# [INSTRUCTIONS TO FOLLOW]
Transcribe every one of the rows below word for word, omitting the pictures.

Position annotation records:

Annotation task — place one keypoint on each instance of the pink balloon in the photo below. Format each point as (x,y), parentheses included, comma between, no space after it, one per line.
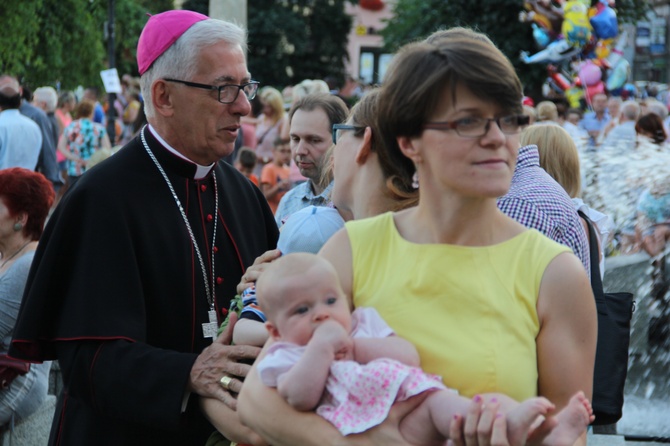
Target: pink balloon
(590,74)
(593,90)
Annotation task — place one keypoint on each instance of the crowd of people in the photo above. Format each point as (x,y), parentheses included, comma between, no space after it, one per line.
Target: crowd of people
(460,280)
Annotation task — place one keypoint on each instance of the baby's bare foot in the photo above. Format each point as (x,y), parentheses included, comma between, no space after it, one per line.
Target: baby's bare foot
(571,422)
(522,419)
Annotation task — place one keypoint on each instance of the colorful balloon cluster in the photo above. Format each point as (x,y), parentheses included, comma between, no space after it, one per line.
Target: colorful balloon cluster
(582,37)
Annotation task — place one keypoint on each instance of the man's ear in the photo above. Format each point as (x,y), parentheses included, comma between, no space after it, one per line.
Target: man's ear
(366,147)
(409,148)
(161,97)
(272,330)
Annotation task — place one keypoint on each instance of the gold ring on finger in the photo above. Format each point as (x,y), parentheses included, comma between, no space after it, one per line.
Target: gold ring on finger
(225,382)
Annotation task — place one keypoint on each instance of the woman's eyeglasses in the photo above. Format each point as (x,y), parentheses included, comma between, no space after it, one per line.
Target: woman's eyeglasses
(475,127)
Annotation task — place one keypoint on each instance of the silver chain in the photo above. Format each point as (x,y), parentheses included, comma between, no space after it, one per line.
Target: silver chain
(210,295)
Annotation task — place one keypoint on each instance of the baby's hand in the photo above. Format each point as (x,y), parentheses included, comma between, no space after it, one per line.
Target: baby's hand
(332,334)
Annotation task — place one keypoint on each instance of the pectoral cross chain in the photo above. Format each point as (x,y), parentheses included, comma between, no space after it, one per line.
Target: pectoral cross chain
(209,328)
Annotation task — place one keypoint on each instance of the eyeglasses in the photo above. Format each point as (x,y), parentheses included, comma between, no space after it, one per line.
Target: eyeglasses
(227,93)
(338,127)
(476,127)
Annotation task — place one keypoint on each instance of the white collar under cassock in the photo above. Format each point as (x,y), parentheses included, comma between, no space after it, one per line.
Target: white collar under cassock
(200,172)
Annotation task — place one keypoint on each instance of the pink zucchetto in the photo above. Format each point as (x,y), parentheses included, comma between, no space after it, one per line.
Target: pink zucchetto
(160,32)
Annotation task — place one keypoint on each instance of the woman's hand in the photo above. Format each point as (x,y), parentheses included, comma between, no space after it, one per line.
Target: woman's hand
(483,426)
(254,271)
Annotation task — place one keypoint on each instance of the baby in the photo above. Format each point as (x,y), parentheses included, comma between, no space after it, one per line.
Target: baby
(364,368)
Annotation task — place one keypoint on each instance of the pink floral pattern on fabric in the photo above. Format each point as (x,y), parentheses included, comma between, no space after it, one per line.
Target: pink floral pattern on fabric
(360,397)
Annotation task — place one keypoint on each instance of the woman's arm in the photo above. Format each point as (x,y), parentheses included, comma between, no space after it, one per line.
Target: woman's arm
(250,332)
(265,412)
(566,343)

# [SOLVED EXERCISE]
Annotation task — place one keypoint on each instance of the pink balloon in the photo below. Format each point as (x,y), parentheses included, comma between, no space after it, one per line.
Target: pink balloon
(590,74)
(593,90)
Annotation task — place one keypoint on each instance of the crowd of people in the photo above. Format each point as (x,y), parentheses included, comma between, no space after it, one per line.
Target: crowd of people
(460,280)
Annotation task — place one keypoint on each instance of the baby's bare foot in the photo above. Format each point as (x,y), parentheses included, comma between, no space after it, one per line.
Target: baby's bare foot
(571,422)
(522,419)
Annotation task — place one keypoint on each instance of the colorful balloon cluster in the photo above. Format each point as (x,y), parentheses included, comma between, no space after it, one per line.
Target: colorful balloon cluster
(582,37)
Annotation task — place one keypoint on each instance of the man's ear in the photo above. Format each point as (x,y), parentheses included, comma between, no space after it, one per line.
Target: man's ear
(366,147)
(409,148)
(161,97)
(272,330)
Annotation task — place one keypoint on each instance of the gold ring on finger in the photo above. Format each point as (x,y), parentheses included, comma between, no space after it, one per line.
Target: gold ring on finger
(225,382)
Annotation task — place one keypoint on each instance of the woman's eyeglasses in the photo above. Format each point as (x,y), parentheses included, comma between, no space after it, one per line.
Target: woman's eyeglasses
(475,127)
Annotation task — place one keypoint on each instance of the silver chain in the photo above. Format each point as (x,y), parentheses included, comma between, no space after it, one per line.
Target: silver chain
(210,295)
Annotation task — place one keypoint on each instance of the baby's hand in the photo above. Format each point as (x,y), parentheses included, comma between, no space after it, one per line.
Target: baby's hand
(332,334)
Annotation task — place one keypoint on each instance of the pectoral cross chain in the photo above. Format each point as (x,y), parentheses included, comma between, no space after it, one per line.
Target: pectoral cross chain
(209,328)
Annotation task — place one keypoint on each instance of the eyeglasses in the photo above. Format each point as (x,y), parentheses included, comma between, no space after it, one per line.
Target: eyeglasses
(227,93)
(338,127)
(476,127)
Annotation task — place one keypoint on each instance of the white collar under cassock in the photo above. Format each point as (x,y), parentheses included, comma between, no space after it, one per line.
Target: white collar under cassock
(200,172)
Annotation task — place one keypoint on each instance of the pink zucchetto in the photo above. Format each point as (x,y), parentheses included, comma between, no space after it, one per line.
Target: pink zucchetto
(160,32)
Annotation task — place one keypoint on each instance of the woman's hand in the photo above. Format each point as (x,y), parentheses included, comma between, no space after it, one per line.
Target: woman's hand
(483,426)
(254,271)
Annotation task — place one keypoint on each instance of the baby in the photo above. Format each point as (x,y), parentheses included, comma between, no space after it, one per line.
Target: baby
(364,368)
Annotation task — place one keypoint on each instance of the pink floral pattern on fabric in the photo above. Format each point as (x,y), parentheses included, comma between, no space after it, one per line.
Target: pink floral pattern on fabric
(360,397)
Annotation task — place one keypoint on each instance of the woman's arm in the photo above. Format each point as (x,y), parentheses included, comma between, no space after it, one per line.
Target: woman's arm
(250,332)
(265,412)
(566,343)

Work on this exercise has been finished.